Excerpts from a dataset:
/---

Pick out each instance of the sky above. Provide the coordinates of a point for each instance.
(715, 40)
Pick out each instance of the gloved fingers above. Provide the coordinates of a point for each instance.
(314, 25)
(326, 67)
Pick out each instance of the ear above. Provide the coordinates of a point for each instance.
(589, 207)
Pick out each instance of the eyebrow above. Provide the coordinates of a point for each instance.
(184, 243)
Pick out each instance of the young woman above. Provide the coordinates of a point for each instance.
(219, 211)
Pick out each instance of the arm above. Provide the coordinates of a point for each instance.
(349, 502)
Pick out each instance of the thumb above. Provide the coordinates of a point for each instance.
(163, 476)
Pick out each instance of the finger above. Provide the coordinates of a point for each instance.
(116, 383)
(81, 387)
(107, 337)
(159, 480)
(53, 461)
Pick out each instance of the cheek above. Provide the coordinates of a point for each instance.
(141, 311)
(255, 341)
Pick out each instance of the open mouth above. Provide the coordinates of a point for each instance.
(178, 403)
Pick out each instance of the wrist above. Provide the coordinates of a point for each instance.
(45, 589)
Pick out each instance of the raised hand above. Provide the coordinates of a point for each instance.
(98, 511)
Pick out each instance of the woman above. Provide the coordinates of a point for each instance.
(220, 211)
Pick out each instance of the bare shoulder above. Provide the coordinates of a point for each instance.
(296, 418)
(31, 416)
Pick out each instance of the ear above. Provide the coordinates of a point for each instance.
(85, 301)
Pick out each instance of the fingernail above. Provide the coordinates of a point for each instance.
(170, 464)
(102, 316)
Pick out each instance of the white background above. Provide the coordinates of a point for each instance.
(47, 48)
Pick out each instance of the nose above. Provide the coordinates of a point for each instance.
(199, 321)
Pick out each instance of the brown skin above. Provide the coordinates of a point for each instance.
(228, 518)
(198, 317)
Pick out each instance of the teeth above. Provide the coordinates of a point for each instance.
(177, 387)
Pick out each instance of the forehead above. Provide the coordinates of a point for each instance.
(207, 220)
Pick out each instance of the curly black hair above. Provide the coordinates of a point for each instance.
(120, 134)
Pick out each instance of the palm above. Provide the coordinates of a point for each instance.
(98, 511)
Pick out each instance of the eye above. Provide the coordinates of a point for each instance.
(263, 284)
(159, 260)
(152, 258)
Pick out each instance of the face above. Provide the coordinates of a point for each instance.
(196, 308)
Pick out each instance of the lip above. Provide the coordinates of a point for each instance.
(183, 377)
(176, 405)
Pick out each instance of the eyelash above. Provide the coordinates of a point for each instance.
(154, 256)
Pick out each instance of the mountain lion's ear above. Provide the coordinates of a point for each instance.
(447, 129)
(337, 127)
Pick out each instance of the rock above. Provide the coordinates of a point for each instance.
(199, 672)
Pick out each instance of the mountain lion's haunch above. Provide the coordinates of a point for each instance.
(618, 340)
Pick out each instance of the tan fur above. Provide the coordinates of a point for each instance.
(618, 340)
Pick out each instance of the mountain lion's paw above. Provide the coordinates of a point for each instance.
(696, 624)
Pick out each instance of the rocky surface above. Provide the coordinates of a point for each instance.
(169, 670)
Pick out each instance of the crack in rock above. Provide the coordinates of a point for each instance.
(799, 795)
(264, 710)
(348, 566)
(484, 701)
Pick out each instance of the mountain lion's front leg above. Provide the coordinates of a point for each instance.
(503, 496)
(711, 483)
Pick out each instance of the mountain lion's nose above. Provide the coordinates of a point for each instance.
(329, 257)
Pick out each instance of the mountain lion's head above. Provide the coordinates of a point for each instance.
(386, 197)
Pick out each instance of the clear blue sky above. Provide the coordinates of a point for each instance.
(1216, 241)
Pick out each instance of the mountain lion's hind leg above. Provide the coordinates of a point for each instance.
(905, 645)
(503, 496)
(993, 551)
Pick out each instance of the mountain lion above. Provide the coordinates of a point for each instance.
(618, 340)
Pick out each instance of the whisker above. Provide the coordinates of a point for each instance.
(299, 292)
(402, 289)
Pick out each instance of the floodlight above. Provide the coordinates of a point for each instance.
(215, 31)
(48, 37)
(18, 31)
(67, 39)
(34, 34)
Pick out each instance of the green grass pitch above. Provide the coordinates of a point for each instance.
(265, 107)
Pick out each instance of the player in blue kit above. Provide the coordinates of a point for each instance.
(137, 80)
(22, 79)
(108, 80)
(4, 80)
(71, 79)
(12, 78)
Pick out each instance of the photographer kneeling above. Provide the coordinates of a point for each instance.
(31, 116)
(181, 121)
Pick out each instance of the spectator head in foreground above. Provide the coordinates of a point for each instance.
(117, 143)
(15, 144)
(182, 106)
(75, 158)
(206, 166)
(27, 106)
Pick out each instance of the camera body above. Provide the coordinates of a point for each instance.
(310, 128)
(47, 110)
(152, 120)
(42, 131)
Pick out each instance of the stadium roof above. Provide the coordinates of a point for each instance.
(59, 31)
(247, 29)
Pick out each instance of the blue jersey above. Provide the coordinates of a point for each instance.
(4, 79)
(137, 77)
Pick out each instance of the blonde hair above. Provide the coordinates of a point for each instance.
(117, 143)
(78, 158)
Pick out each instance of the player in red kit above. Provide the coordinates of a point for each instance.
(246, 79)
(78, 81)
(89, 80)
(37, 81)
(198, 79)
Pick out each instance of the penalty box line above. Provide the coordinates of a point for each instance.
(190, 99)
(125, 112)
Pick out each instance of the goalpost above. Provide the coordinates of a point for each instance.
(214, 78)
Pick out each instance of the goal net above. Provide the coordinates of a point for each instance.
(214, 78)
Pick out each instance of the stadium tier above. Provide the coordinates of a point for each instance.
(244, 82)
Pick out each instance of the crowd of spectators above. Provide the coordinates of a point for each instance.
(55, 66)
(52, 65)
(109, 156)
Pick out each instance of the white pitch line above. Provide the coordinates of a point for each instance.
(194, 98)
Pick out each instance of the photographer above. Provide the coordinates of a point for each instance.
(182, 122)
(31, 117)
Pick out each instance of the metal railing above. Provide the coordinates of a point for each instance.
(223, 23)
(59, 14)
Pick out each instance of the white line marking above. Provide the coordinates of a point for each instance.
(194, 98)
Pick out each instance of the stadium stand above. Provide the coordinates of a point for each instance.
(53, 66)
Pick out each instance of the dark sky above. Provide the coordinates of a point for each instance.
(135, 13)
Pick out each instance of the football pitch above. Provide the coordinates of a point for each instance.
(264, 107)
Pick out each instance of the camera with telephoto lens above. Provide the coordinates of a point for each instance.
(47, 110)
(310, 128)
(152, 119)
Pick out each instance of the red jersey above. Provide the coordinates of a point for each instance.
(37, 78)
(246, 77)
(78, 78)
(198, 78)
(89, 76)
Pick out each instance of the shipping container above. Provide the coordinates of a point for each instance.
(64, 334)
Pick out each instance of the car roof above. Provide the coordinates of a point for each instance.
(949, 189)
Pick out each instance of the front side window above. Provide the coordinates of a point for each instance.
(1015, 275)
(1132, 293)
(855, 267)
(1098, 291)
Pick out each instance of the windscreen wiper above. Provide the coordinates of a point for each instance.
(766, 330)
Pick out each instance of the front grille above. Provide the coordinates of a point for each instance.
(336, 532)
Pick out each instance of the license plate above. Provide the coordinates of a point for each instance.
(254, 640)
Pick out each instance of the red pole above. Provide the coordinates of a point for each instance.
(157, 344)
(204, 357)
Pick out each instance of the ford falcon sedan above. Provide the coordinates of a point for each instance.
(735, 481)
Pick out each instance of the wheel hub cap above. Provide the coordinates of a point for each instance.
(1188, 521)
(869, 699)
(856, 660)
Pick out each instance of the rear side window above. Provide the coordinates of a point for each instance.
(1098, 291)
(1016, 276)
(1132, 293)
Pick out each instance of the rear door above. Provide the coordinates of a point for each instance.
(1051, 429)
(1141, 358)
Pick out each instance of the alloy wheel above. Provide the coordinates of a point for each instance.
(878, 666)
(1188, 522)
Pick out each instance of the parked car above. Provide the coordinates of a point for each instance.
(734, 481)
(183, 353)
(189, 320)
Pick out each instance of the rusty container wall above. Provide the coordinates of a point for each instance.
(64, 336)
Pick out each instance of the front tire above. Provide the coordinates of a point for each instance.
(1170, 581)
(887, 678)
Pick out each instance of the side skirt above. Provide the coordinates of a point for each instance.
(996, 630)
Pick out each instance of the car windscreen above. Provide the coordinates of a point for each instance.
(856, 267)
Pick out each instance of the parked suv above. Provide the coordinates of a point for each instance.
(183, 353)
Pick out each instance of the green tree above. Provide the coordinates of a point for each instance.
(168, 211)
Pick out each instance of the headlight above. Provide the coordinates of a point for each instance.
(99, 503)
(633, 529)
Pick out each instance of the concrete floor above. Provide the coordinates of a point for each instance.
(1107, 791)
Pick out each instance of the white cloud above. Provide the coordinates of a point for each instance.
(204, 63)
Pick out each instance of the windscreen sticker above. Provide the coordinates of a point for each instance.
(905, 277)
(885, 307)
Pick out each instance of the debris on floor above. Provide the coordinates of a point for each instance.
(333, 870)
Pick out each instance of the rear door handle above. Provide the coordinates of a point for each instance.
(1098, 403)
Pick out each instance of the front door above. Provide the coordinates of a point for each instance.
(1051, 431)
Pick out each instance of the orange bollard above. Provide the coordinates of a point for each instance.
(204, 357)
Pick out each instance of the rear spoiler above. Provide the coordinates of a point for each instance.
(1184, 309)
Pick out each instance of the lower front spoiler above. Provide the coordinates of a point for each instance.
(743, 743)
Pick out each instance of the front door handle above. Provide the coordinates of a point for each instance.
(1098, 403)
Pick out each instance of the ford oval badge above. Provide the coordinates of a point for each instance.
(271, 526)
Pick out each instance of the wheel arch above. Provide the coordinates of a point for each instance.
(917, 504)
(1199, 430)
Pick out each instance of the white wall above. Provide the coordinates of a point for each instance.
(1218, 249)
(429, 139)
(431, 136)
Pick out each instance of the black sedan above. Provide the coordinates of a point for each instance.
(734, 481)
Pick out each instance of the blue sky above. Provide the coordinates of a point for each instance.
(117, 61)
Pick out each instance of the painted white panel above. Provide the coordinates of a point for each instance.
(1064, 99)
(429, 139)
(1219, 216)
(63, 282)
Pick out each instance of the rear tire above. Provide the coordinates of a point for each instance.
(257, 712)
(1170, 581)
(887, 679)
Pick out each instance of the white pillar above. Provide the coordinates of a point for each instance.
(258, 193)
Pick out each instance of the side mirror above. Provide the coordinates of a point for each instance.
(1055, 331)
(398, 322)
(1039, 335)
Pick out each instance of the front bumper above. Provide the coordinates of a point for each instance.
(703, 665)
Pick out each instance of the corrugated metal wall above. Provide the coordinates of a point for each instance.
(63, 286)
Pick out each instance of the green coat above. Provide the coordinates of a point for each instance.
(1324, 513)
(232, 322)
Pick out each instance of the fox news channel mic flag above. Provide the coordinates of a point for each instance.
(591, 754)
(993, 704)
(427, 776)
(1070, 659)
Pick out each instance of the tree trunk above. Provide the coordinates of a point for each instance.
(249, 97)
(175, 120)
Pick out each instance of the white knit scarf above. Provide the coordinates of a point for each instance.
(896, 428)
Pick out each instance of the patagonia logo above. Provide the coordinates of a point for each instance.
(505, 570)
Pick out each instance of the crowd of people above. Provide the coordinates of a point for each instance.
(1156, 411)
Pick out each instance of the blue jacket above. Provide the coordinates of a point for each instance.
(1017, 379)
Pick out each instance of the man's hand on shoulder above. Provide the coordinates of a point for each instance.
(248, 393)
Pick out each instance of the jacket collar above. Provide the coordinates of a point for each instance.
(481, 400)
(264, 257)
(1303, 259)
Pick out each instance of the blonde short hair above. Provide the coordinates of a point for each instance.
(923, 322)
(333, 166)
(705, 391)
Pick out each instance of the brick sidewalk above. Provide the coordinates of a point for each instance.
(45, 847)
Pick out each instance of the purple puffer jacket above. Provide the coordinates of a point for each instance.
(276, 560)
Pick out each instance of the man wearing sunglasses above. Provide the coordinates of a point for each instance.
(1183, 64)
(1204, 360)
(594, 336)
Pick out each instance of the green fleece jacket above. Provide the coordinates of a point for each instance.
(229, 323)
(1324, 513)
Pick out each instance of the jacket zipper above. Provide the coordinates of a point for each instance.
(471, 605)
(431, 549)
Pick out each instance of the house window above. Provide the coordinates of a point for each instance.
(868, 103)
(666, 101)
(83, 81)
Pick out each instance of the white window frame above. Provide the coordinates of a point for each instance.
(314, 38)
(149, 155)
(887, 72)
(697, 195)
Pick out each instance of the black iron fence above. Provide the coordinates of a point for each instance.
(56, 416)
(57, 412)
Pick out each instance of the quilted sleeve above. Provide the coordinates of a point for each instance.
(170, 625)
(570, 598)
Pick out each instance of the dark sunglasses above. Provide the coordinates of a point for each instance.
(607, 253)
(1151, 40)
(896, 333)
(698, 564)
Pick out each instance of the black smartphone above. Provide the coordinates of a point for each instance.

\---

What you copy out must be exactly the lines from the line containing "Pick out each instance of the jacket zipper" through the end of the records.

» Reply to the task
Pick out each instance of the jacket zipper above. Provide the coordinates of a point for each instance.
(471, 605)
(431, 549)
Pick out each instance of the house window above. Provide the coordinates of a point for each instance.
(868, 103)
(666, 101)
(83, 81)
Pick out each instance of the white window frame above. Provide the coordinates of a point for each instance.
(314, 38)
(149, 155)
(887, 72)
(697, 195)
Pick out each instance of the black iron fence above. Provide the coordinates of a point for each instance.
(56, 416)
(57, 412)
Pick out each instance of the quilted sleeve above. Provide the coordinates of a point for each instance.
(170, 625)
(570, 598)
Pick out each instance of the dark sunglasses above. Provide the coordinates of a point for each instance.
(607, 253)
(1151, 40)
(896, 333)
(698, 564)
Pick out each instance of the black smartphone above. Provide the coordinates of a point for each instance.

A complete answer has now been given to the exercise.